START DATA TO PROCESS

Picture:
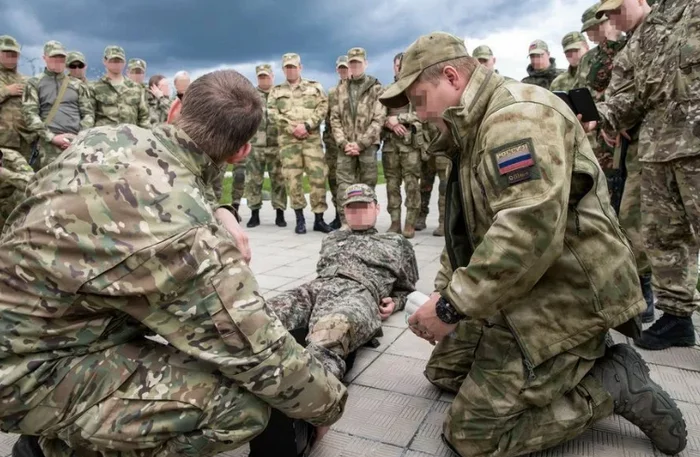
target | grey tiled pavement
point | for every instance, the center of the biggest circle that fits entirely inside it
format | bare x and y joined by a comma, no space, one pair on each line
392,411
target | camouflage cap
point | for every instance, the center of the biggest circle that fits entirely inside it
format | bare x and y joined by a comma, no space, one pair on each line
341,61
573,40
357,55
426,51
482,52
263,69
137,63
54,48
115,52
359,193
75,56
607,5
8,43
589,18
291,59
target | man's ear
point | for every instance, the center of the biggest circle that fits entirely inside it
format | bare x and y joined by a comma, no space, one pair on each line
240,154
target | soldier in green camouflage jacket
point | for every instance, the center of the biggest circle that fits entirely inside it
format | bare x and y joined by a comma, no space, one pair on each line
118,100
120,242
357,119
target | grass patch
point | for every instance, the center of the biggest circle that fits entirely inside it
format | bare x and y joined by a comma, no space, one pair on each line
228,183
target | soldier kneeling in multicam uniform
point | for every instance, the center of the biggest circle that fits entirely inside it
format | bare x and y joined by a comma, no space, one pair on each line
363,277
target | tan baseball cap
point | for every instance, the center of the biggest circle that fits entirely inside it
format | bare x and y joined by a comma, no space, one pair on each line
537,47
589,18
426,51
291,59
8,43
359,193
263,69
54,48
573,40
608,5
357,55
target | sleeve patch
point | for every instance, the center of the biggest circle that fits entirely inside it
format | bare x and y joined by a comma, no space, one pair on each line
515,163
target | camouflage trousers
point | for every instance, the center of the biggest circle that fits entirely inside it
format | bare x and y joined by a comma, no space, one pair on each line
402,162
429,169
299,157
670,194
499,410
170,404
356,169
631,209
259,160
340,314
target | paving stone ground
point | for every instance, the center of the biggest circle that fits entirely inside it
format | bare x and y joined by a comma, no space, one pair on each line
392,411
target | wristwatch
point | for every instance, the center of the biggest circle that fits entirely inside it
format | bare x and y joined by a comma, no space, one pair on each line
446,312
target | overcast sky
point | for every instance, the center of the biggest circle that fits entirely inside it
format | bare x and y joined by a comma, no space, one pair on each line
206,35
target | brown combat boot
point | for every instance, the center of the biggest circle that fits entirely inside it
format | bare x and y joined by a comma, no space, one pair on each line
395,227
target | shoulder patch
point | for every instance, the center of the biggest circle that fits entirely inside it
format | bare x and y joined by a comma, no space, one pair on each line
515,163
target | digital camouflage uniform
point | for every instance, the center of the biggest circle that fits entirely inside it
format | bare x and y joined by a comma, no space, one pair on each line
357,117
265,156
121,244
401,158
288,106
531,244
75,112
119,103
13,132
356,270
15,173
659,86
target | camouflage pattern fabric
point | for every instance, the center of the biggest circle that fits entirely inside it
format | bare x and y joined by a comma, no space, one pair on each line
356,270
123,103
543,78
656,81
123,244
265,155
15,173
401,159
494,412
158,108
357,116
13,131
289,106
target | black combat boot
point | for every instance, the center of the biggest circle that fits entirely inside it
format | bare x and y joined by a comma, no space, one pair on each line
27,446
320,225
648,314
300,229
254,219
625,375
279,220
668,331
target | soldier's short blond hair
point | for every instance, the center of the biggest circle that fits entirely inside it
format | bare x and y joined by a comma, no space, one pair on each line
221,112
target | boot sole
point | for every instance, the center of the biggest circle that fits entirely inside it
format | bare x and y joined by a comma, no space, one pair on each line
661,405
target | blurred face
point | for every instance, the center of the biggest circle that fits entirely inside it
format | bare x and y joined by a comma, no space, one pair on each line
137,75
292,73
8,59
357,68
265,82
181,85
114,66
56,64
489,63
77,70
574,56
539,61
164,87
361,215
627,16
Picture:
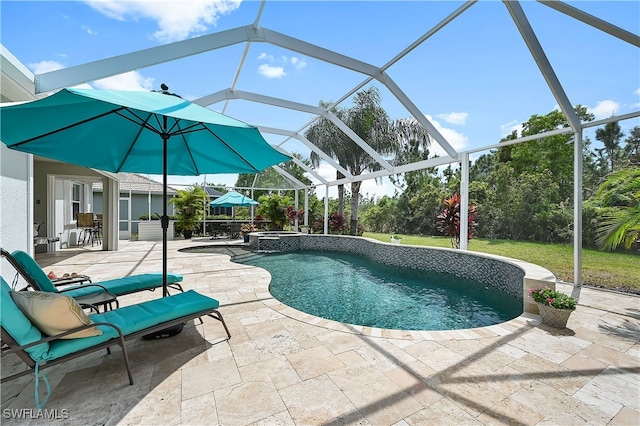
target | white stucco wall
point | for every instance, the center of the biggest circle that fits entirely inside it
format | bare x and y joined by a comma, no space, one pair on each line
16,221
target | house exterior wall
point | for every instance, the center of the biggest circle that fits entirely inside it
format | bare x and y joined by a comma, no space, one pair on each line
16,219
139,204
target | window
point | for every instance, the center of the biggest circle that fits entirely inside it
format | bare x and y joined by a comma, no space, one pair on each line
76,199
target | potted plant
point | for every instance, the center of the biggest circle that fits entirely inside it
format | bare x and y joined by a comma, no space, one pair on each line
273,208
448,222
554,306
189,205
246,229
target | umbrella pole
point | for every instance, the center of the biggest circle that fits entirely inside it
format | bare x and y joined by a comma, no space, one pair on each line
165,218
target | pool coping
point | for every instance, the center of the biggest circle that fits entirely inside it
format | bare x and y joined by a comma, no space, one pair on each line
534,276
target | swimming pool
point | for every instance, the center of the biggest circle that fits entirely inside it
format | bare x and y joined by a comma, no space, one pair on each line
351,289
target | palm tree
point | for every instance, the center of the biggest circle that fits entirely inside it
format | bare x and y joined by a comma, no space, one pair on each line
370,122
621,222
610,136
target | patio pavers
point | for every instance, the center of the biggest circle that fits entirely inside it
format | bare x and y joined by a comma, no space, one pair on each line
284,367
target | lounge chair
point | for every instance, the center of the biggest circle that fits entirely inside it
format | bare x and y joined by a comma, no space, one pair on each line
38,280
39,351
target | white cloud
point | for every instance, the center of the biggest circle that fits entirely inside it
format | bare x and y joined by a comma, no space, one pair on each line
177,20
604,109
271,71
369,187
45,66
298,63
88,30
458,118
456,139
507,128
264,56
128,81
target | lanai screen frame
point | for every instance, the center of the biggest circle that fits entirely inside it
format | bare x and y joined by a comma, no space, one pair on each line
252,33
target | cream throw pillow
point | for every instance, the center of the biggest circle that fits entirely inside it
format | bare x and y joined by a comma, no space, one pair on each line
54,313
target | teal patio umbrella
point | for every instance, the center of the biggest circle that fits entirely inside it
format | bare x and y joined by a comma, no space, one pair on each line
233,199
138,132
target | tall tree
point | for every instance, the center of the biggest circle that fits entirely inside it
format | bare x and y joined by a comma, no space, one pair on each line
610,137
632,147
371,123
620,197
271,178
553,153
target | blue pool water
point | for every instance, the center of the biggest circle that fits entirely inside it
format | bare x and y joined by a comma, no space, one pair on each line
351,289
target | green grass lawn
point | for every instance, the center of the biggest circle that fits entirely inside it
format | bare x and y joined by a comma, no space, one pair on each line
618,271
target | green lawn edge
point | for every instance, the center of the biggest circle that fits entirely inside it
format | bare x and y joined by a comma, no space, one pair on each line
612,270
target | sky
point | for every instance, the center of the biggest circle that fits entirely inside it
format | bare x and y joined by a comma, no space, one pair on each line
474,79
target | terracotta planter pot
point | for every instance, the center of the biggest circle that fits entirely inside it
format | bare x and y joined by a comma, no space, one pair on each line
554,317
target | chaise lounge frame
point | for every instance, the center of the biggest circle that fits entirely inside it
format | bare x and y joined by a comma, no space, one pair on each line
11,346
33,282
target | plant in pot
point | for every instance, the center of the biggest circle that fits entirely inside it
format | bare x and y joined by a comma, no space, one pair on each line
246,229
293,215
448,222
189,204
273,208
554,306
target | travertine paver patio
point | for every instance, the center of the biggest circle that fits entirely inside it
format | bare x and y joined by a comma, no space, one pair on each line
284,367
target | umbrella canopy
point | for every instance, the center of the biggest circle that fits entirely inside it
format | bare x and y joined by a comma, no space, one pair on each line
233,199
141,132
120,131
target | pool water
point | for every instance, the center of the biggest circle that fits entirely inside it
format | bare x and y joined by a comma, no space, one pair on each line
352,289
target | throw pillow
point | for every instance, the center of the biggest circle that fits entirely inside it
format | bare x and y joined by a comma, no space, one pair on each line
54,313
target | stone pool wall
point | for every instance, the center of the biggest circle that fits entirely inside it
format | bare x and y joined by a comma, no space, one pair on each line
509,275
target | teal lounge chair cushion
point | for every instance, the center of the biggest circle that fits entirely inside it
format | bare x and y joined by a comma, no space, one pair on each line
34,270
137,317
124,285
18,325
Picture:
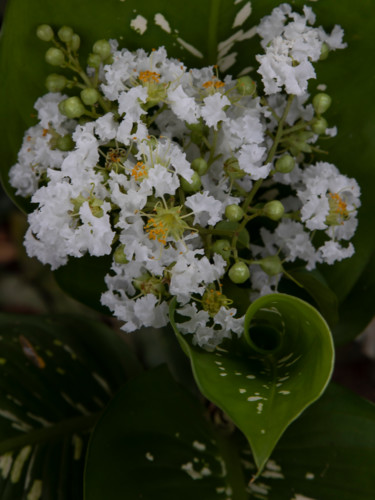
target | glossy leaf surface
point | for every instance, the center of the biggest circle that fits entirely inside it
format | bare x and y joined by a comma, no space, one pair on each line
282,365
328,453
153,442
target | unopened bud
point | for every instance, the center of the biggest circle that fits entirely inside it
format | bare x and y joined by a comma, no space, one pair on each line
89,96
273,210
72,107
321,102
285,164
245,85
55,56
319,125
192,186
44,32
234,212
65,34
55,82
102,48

END DATA TO PROCESS
START DATA TO PROCESS

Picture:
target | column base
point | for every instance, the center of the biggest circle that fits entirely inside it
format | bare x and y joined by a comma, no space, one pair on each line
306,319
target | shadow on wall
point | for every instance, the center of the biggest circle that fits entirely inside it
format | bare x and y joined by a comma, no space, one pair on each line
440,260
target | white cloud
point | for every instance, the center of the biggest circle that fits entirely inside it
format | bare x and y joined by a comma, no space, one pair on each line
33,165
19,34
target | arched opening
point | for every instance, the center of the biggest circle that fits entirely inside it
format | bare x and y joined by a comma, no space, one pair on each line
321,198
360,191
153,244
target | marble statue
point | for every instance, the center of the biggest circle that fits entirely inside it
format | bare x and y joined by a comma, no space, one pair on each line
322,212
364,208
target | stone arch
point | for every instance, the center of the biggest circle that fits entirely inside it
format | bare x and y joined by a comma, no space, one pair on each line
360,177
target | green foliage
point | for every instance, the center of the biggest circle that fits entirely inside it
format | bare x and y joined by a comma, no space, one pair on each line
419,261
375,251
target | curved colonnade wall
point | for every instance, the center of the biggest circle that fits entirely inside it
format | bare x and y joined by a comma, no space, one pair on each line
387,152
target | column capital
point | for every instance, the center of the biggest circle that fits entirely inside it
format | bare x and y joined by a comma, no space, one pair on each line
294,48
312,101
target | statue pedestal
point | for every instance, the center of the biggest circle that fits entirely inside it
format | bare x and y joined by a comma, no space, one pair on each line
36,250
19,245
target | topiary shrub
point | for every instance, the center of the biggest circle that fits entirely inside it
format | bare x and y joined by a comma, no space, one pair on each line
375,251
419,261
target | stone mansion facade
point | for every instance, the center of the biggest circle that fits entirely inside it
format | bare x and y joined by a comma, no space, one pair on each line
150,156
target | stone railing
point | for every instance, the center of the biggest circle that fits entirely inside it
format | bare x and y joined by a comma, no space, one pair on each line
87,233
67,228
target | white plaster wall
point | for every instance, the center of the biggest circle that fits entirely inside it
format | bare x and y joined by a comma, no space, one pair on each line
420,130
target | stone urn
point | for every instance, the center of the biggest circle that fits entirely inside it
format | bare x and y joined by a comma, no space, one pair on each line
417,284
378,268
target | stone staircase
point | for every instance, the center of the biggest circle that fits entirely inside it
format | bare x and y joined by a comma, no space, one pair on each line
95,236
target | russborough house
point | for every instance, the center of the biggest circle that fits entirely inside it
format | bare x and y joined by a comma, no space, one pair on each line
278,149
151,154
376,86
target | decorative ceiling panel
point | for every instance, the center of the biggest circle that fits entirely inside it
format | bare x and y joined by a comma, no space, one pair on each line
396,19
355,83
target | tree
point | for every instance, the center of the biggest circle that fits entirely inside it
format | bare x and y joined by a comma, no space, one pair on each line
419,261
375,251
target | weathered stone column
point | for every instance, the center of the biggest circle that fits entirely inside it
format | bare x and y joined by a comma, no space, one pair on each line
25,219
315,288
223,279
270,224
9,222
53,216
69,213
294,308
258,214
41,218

END DATA TO PROCESS

(YOUR GOAL): Your answer should consist of copies of the lines above that include the string "pillow".

(WORKED SOLUTION):
target | cream throw pillow
target | throw pillow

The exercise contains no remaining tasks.